WORK TO COMPLETE: Please pull out each line in the rows below that contains the word "earth", copying each such line in full.

EXERCISE MATERIAL:
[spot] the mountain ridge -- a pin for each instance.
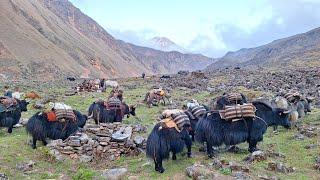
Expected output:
(50, 39)
(297, 50)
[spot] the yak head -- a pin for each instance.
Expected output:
(23, 104)
(308, 103)
(282, 117)
(129, 110)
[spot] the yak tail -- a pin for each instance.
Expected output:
(156, 146)
(201, 129)
(7, 122)
(90, 111)
(36, 127)
(146, 97)
(81, 119)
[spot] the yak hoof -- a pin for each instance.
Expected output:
(253, 150)
(174, 157)
(211, 155)
(189, 154)
(160, 170)
(202, 149)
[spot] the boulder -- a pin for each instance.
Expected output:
(138, 140)
(114, 174)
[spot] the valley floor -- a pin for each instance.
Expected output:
(15, 148)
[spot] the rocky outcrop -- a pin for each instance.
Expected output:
(106, 141)
(300, 50)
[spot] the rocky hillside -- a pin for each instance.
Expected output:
(299, 50)
(164, 44)
(48, 39)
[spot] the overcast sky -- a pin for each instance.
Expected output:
(210, 27)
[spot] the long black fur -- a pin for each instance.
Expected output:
(161, 142)
(40, 128)
(215, 131)
(100, 114)
(11, 118)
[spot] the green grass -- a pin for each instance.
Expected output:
(14, 148)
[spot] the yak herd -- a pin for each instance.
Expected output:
(175, 129)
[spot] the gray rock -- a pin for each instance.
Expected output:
(25, 166)
(299, 137)
(280, 167)
(18, 125)
(74, 143)
(3, 176)
(138, 140)
(256, 156)
(85, 158)
(122, 135)
(114, 174)
(57, 155)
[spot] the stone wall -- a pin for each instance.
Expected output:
(104, 141)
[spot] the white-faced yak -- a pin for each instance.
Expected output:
(100, 113)
(10, 116)
(216, 131)
(40, 128)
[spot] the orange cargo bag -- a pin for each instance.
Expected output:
(51, 115)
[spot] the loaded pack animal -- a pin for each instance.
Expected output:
(298, 105)
(32, 95)
(71, 78)
(55, 124)
(171, 134)
(216, 130)
(154, 96)
(195, 112)
(10, 111)
(103, 112)
(228, 99)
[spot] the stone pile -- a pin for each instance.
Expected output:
(309, 131)
(280, 167)
(317, 164)
(104, 141)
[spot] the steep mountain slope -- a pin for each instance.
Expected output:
(299, 50)
(48, 39)
(164, 44)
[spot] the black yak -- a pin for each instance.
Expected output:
(215, 131)
(223, 101)
(40, 128)
(12, 116)
(195, 118)
(162, 141)
(99, 113)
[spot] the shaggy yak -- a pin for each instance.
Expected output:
(195, 117)
(162, 141)
(216, 131)
(10, 118)
(99, 113)
(152, 98)
(40, 128)
(32, 95)
(223, 101)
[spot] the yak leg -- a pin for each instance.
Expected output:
(44, 142)
(253, 146)
(192, 135)
(10, 129)
(174, 157)
(34, 143)
(158, 165)
(210, 150)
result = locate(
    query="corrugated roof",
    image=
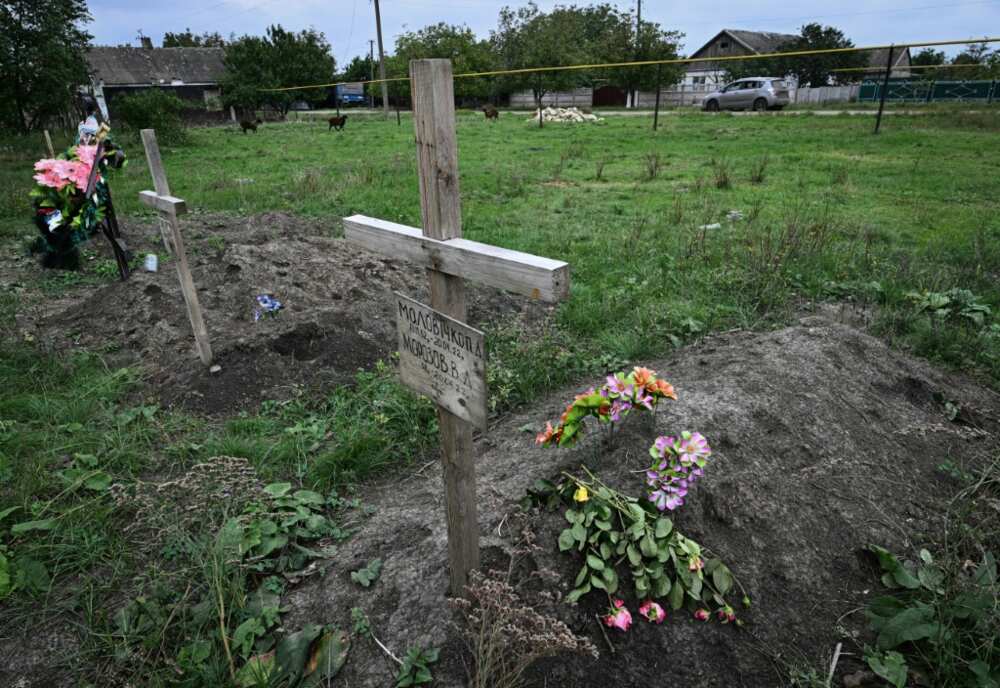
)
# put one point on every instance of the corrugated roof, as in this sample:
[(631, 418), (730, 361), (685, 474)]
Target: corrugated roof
[(119, 66), (761, 41)]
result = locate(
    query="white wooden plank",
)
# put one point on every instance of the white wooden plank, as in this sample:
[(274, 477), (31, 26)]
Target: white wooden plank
[(523, 273), (442, 358), (166, 204)]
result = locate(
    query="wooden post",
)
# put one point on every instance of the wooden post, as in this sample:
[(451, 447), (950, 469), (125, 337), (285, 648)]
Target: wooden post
[(159, 176), (441, 210), (169, 208), (885, 88), (656, 109)]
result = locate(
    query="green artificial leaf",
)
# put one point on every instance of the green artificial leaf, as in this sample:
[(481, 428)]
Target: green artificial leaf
[(676, 596), (566, 540), (722, 578), (890, 666), (6, 583), (278, 489), (28, 526), (574, 595), (634, 557), (369, 574)]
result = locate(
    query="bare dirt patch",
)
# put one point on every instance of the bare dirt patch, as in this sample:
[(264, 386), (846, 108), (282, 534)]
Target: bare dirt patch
[(337, 310)]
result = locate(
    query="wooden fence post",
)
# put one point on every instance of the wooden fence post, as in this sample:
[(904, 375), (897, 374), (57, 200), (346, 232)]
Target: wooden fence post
[(168, 208), (441, 210), (885, 88)]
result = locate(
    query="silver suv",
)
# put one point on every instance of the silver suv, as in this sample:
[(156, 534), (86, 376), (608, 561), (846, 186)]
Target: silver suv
[(756, 92)]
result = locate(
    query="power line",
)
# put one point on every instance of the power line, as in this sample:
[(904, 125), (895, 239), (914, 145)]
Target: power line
[(673, 61)]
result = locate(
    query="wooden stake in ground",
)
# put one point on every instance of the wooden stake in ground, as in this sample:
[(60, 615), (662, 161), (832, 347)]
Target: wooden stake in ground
[(439, 355), (169, 208), (159, 176)]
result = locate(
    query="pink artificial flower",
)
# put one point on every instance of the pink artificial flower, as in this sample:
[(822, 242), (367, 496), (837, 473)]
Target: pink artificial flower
[(726, 614), (652, 611), (618, 616), (693, 447)]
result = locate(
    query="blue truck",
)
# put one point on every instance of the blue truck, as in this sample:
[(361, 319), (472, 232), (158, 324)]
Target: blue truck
[(351, 94)]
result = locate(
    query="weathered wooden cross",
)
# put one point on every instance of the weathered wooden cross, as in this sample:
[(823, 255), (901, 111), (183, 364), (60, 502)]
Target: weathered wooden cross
[(441, 356), (169, 208)]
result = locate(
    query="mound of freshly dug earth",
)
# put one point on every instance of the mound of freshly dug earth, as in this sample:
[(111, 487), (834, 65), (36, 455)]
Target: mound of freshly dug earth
[(825, 440), (336, 318)]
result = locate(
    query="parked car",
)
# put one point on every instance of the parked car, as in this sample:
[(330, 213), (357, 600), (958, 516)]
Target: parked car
[(757, 93)]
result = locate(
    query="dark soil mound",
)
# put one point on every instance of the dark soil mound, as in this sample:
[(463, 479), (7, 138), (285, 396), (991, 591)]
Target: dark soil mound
[(825, 440), (337, 310)]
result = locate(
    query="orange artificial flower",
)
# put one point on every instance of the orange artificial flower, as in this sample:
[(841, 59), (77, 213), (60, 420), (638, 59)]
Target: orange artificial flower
[(545, 436), (662, 388)]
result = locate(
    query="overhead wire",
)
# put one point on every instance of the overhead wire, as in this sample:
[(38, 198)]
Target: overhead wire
[(670, 61)]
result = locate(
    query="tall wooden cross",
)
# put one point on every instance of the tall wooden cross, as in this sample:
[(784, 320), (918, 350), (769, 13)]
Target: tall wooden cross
[(169, 208), (440, 356)]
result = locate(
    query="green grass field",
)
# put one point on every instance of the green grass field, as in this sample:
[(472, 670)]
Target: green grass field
[(828, 212)]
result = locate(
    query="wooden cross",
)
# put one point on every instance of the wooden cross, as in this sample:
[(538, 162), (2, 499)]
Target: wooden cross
[(444, 364), (169, 209)]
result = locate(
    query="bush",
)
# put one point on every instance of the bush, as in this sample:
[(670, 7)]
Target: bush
[(152, 109)]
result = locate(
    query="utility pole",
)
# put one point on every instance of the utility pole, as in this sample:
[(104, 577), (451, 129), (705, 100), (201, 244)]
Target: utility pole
[(381, 62), (371, 73), (638, 47)]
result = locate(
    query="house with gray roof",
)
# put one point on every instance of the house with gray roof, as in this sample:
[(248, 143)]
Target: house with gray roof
[(734, 42), (192, 74)]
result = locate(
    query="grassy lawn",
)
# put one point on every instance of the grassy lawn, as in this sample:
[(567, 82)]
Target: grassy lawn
[(824, 211)]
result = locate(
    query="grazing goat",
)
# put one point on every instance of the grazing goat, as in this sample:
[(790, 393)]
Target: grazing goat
[(338, 122), (247, 124)]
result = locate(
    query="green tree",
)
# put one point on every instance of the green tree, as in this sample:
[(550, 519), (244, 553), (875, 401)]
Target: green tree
[(456, 43), (928, 57), (186, 39), (279, 59), (42, 44)]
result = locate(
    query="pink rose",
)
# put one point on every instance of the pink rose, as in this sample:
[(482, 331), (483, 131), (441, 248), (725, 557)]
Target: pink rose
[(618, 616)]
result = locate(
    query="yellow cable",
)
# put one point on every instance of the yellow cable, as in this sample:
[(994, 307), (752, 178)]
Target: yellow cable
[(645, 63)]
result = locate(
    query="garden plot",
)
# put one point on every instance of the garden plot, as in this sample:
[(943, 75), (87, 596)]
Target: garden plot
[(336, 315)]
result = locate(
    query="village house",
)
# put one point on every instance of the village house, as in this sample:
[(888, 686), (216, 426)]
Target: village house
[(192, 74), (731, 42)]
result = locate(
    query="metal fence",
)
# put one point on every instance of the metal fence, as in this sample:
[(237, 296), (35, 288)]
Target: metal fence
[(927, 91)]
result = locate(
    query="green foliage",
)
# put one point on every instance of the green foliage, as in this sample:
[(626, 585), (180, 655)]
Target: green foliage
[(415, 669), (612, 531), (279, 58), (942, 617), (42, 46), (367, 574), (152, 109)]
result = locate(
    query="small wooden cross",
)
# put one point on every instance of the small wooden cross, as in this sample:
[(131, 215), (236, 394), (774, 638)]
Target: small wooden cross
[(449, 260), (169, 208)]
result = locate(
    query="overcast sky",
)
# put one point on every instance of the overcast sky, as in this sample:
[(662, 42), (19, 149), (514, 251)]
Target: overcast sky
[(349, 24)]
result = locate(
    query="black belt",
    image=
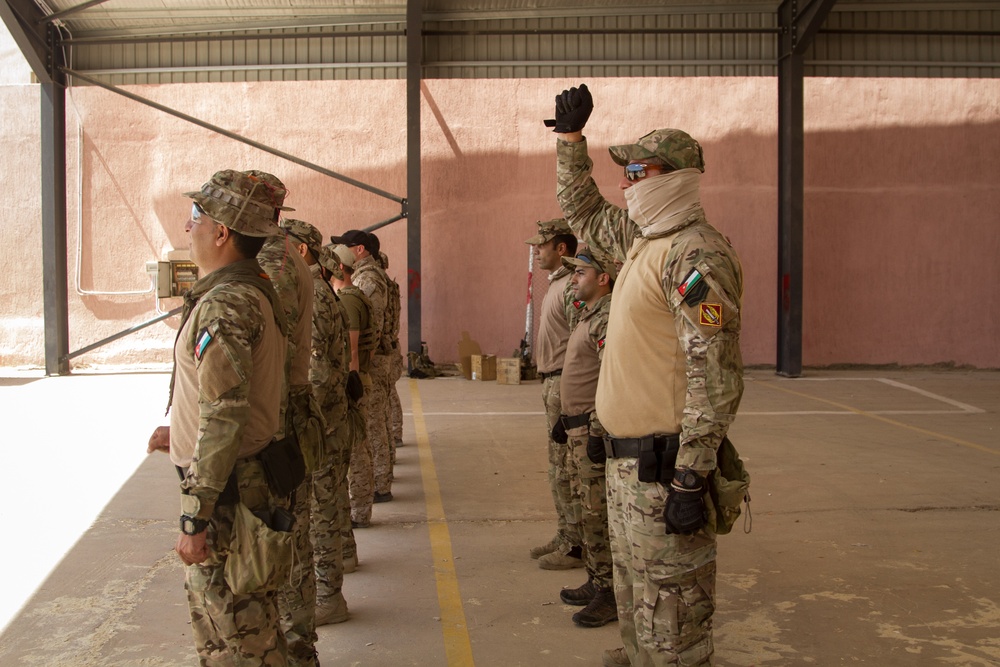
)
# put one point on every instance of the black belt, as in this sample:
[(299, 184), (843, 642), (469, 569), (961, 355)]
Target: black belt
[(623, 448), (576, 421)]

TASK ANSWER:
    query="mound of freshly dug earth",
# put one point on every instance of the mound of freshly dug earth, as in this sample:
Target: mound of freshly dug earth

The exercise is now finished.